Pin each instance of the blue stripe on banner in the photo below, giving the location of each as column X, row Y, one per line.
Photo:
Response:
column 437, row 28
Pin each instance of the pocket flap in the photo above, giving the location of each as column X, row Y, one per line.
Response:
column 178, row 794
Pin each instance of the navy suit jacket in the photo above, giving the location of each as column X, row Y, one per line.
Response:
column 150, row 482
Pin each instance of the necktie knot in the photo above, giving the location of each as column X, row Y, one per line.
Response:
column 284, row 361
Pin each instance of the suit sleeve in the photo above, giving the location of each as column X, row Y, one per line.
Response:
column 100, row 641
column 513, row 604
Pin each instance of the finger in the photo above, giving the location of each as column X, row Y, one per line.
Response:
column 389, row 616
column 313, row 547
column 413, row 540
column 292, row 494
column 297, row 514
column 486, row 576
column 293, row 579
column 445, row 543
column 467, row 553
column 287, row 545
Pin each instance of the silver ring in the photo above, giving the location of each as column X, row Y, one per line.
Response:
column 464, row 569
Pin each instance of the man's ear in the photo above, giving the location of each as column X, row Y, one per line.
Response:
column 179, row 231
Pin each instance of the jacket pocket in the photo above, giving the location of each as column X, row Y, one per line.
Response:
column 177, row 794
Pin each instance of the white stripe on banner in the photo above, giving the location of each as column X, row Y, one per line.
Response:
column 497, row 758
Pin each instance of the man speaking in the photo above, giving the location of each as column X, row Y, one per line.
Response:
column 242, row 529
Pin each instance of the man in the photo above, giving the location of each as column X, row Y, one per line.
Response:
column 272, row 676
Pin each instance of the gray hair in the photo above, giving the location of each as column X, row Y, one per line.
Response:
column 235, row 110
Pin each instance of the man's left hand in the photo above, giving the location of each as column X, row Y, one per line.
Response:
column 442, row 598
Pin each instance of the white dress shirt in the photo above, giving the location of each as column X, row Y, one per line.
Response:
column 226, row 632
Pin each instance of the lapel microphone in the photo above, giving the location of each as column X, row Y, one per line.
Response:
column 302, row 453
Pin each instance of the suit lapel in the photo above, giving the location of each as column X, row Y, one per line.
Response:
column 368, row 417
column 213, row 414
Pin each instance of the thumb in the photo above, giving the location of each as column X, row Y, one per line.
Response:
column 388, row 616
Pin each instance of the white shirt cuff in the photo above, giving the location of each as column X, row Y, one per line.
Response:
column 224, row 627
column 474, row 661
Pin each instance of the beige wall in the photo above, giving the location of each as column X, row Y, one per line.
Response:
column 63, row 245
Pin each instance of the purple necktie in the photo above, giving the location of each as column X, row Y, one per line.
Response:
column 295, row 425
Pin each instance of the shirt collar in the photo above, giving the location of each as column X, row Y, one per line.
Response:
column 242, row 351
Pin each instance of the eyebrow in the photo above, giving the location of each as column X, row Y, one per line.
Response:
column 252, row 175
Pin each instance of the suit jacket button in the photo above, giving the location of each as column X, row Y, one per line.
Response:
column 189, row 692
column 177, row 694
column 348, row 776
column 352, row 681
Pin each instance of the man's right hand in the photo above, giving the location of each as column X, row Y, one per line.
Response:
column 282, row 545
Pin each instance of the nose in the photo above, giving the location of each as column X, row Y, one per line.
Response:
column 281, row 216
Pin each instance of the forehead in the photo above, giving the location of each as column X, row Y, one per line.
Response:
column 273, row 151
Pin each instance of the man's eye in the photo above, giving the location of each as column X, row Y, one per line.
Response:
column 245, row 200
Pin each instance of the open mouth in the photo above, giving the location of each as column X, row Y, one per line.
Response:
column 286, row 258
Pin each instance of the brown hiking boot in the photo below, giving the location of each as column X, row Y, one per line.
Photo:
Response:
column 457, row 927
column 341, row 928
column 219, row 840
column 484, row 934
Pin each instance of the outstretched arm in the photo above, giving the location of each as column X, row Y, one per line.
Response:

- - - -

Work instruction: Above are some records. Report the number of their lines that include "jacket", and add nothing else.

Your response: 3